Apparently, some advertisers in the UK were cancelling their adspaces on Facebook, because they were appearing next to dubious content – in this case a page of the British National Party – as I found in this post at Techcrunch.
It seems that Facebook (and probably most other social networking sites) are not able to book campaigns on specific pages (or filter out unwanted pages). But, as Techcrunch rightly writes:
It seems a little strange in 2007 that advertisers would have been naive enough to believe that a run of site style advertising campaign on a site as large as Facebook would not have resulted in advertisements appearing next to dubious content to start with.
This problem is not only Facebooks‘ problem. Any social network – may be even many of the other sites with user generated sites with run-of-site advertising – will have the same problem. These sites will need context sensitive filters to deliver the right ads to the right user generated content pages. And while this works fine for text based pages (Google is offering that already for their AdSence ad placements), I am not sure how you would do the same with images, Sound and video?
The post is a little older, but nevertheless interesting. Thomas Baekdal lists 7 tipps for successful viral marketing. Since we were just talking about this in the agency, this reminds me of a certain serendipity effect. (Accidentally finding something when you’re in the right mindset.)
The 7 tipps are as follows:
1: Make people feel something
2: Do something unexpected
3: Do not try to make advertisements (that sucks)
4: Make sequels
5: Allow Sharing, downloading and embedding
6: Connect with comments
7: Never restrict access!
Of course there is explanations and examples to each one of these, so click yourself through here and take a look. Summarising, he writes:
There is a common message in all of these tricks. It is that you need to make it right – or not do it at all. Only the best viral marketing campaigns make it – the rest literally sucks.
This is very true and it is most likely the point which is the most difficult to sell to clients…
This is a great idea showing how donating blood doesn’t take much more time than watching a clip on YouTube. You have to click on the image below, since (due to the effect, which I won’t give away here) the clip cannot be inserted into any other pages just like YouTube clips. Enjoy!
OK, I am echoeing others here, but this one I have to mention – let alone for my own records. You might have seen this video:
Joe Jaffe found it in 2006 already and I remember thinking back then: what kind of nonsense of „user generated content“ brands will have to deal with in the future. And I was thinking about how brands could properly respond to this kind of stuff. But I never thought about what they did now: it has apparently been sold to McDonalds by their agency Arnold. It just doesn’t say anywhere for how much. Now it constantly runs on US television, probably costing lots of media money…
Joe now feels a bit stale. For one, because he found it already such a long time ago, but also because of the tagline in the beginning which says: „user generated content“.

____________

### What to work on
a - Update the blog post by rewriting the part that opens with the words containing "Of course there" and closes with "YouTube clips. Enjoy!", changing "clients" to "customers".
b - In the blog post, which agency sold the video to McDonalds?

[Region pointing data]

____________

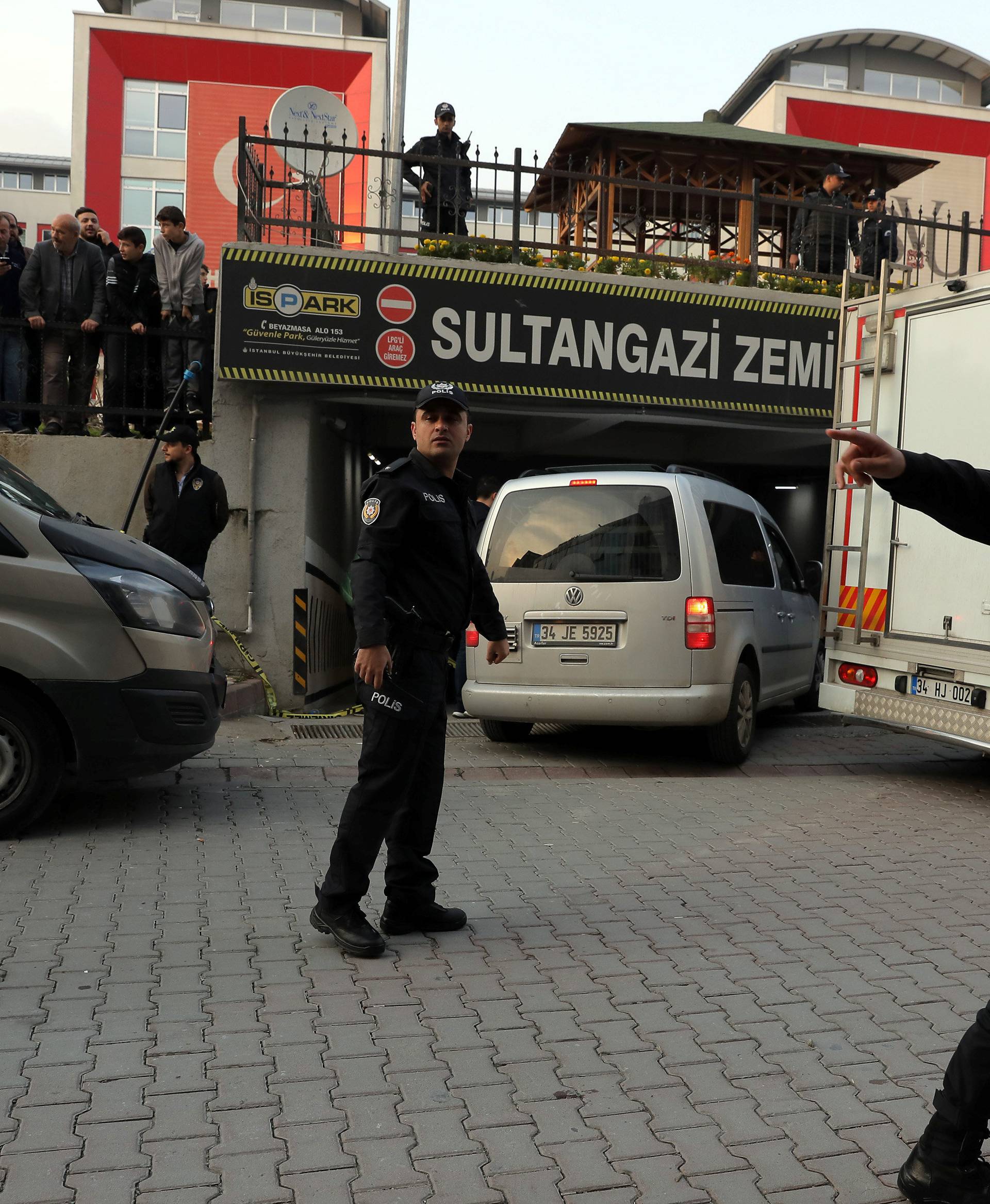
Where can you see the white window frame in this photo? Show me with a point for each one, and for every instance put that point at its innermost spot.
(955, 85)
(255, 6)
(156, 89)
(134, 184)
(176, 15)
(838, 82)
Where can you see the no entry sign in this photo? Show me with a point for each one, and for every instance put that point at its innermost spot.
(397, 304)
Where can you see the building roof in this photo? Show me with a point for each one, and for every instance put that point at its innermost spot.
(35, 162)
(934, 48)
(375, 13)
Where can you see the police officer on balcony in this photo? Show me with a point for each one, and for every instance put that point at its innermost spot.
(417, 582)
(878, 238)
(826, 225)
(443, 191)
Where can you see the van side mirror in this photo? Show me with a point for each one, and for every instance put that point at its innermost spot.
(813, 571)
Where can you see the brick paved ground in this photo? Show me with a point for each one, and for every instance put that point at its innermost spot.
(676, 986)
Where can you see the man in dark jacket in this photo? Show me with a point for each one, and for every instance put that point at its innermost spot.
(12, 351)
(946, 1163)
(185, 502)
(417, 582)
(94, 234)
(63, 290)
(133, 372)
(445, 191)
(878, 236)
(826, 225)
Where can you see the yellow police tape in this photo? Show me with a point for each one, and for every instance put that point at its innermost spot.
(270, 698)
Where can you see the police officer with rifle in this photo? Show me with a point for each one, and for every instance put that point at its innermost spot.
(824, 225)
(443, 191)
(417, 582)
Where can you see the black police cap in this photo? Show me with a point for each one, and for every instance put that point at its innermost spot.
(441, 390)
(181, 434)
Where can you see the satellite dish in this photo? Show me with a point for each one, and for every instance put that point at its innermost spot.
(309, 112)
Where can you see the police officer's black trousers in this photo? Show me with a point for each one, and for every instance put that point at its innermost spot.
(397, 797)
(443, 220)
(965, 1097)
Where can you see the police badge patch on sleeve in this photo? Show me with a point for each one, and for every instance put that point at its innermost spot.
(370, 511)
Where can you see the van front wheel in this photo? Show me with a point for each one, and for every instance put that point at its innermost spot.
(729, 742)
(504, 732)
(31, 761)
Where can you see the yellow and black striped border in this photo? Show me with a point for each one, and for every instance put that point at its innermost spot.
(540, 278)
(300, 641)
(421, 269)
(277, 376)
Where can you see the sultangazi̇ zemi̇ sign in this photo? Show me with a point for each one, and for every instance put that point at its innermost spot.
(350, 319)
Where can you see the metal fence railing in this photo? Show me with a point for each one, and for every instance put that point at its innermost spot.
(641, 220)
(106, 382)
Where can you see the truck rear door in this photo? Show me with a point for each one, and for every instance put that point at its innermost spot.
(940, 581)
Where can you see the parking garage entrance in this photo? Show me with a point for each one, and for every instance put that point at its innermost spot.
(562, 369)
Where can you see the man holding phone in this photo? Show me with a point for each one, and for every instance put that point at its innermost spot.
(946, 1166)
(417, 582)
(445, 192)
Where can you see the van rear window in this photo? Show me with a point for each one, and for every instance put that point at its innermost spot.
(586, 534)
(740, 546)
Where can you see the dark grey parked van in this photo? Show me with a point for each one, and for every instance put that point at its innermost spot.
(106, 654)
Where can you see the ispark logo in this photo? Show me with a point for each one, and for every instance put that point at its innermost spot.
(291, 301)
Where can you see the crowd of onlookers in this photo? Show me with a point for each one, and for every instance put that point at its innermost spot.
(80, 295)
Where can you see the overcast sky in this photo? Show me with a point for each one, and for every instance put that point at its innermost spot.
(517, 70)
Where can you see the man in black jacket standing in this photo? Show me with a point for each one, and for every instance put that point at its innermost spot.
(417, 581)
(185, 502)
(63, 289)
(133, 376)
(945, 1167)
(824, 227)
(878, 236)
(445, 191)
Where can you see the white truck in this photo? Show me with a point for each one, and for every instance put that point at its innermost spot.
(906, 602)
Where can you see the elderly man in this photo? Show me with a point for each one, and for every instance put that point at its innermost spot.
(63, 290)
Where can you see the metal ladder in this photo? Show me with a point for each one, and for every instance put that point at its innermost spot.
(862, 547)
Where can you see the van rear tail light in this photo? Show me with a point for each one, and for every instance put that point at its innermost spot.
(858, 674)
(700, 623)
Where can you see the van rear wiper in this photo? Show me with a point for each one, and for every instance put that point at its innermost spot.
(614, 577)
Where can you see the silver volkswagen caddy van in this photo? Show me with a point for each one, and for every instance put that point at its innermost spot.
(106, 654)
(647, 598)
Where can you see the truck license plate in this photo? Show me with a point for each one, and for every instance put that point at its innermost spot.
(942, 691)
(575, 635)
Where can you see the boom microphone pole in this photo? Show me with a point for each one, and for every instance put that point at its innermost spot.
(187, 376)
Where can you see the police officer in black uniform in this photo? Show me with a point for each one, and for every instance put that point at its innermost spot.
(445, 192)
(824, 227)
(878, 236)
(946, 1166)
(417, 581)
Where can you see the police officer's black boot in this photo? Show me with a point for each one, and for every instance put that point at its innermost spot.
(401, 918)
(946, 1167)
(350, 929)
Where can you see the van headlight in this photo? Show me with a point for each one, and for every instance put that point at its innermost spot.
(142, 601)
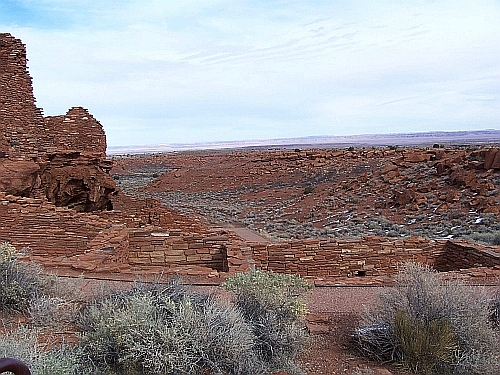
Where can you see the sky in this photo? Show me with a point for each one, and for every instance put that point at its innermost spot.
(192, 71)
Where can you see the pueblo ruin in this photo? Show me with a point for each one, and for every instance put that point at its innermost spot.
(59, 203)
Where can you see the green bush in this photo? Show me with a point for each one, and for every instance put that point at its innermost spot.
(20, 282)
(431, 325)
(273, 305)
(167, 329)
(24, 345)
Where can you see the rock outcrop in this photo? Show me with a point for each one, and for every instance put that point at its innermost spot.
(59, 158)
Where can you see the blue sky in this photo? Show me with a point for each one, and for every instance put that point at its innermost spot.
(160, 72)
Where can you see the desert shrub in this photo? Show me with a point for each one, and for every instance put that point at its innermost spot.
(495, 310)
(274, 307)
(20, 282)
(60, 305)
(23, 344)
(167, 329)
(431, 325)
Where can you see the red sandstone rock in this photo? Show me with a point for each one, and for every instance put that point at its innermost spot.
(491, 159)
(35, 161)
(462, 177)
(19, 177)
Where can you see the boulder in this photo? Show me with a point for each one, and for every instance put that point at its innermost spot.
(19, 177)
(492, 159)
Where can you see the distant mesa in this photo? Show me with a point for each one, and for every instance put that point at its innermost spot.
(59, 158)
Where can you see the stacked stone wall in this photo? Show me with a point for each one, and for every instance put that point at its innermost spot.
(21, 122)
(24, 133)
(463, 255)
(45, 229)
(173, 249)
(85, 241)
(77, 130)
(371, 256)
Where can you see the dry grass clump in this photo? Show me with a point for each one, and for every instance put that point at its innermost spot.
(274, 307)
(167, 329)
(24, 344)
(153, 329)
(20, 282)
(432, 326)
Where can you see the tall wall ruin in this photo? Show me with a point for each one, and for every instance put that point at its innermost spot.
(53, 171)
(59, 158)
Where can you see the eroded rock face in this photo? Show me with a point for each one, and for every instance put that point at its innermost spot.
(79, 181)
(19, 177)
(59, 158)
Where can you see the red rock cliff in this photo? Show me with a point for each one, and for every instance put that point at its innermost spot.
(59, 158)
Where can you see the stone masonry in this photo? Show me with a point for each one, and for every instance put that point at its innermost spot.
(58, 202)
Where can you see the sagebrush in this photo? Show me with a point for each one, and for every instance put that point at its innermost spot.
(431, 325)
(274, 307)
(20, 282)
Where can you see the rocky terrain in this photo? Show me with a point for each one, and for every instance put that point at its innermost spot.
(285, 194)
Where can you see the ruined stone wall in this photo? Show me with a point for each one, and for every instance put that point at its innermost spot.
(45, 229)
(24, 133)
(462, 255)
(77, 130)
(62, 237)
(21, 122)
(173, 248)
(371, 256)
(149, 211)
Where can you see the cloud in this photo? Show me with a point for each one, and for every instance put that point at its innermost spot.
(236, 70)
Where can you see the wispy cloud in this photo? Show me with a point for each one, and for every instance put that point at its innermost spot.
(226, 70)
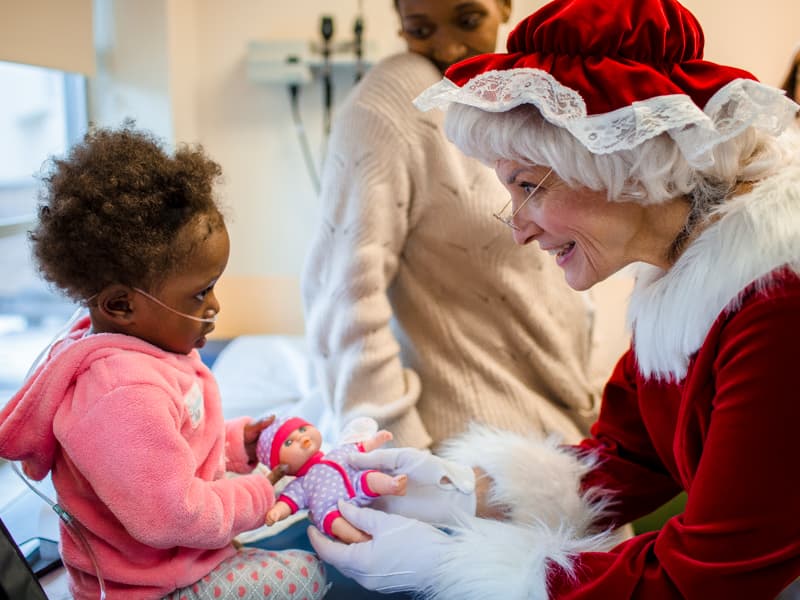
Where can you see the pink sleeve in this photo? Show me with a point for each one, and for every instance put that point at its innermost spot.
(164, 485)
(236, 459)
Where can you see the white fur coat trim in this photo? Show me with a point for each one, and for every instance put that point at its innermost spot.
(533, 476)
(670, 313)
(494, 559)
(551, 519)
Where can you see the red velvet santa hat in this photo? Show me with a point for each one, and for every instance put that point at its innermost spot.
(269, 443)
(616, 73)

____________

### Task-by-task answers
a -
Of course there is explanations and examples to each one of these, so click yourself through here and take a look. Summarising, he writes:
There is a common message in all of these tricks. It is that you need to make it right – or not do it at all. Only the best viral marketing campaigns make it – the rest literally sucks.
This is very true and it is most likely the point which is the most difficult to sell to customers…
This is a great idea showing how donating blood doesn’t take much more time than watching a clip on YouTube. You have to click on the image below, since (due to the effect, which I won’t give away here) the clip cannot be inserted into any other pages just like YouTube clips. Enjoy!

b - Arnold